- YOUR INSTRUCTIONS
Could you restate the whole listing word for word?

START RECORDS

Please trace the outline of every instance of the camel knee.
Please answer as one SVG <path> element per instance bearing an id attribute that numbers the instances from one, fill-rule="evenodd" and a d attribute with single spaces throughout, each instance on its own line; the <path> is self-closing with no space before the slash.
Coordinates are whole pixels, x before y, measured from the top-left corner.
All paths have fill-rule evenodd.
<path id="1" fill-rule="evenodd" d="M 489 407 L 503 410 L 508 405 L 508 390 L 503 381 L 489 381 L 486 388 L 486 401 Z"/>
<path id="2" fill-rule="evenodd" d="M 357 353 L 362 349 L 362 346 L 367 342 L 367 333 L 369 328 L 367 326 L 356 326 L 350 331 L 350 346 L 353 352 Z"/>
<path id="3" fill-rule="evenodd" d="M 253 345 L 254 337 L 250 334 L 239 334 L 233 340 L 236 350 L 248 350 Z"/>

END RECORDS

- OUTPUT
Please trace the outline of every instance of the camel knee.
Please answer as one SVG <path> element per instance bearing an id attribute that numbers the instances from one, fill-rule="evenodd" and a d attribute with single spaces throughout, each instance on its own line; the <path> is self-closing with no space before the slash.
Coordinates are whole pixels, x before y, measured from the top-left corner.
All paths have fill-rule evenodd.
<path id="1" fill-rule="evenodd" d="M 489 407 L 503 410 L 508 405 L 508 390 L 503 381 L 489 381 L 486 388 L 486 401 Z"/>
<path id="2" fill-rule="evenodd" d="M 357 353 L 362 349 L 362 346 L 367 342 L 367 333 L 369 328 L 367 326 L 356 326 L 350 331 L 350 346 L 353 352 Z"/>
<path id="3" fill-rule="evenodd" d="M 253 345 L 254 337 L 250 334 L 239 334 L 233 340 L 236 350 L 248 350 Z"/>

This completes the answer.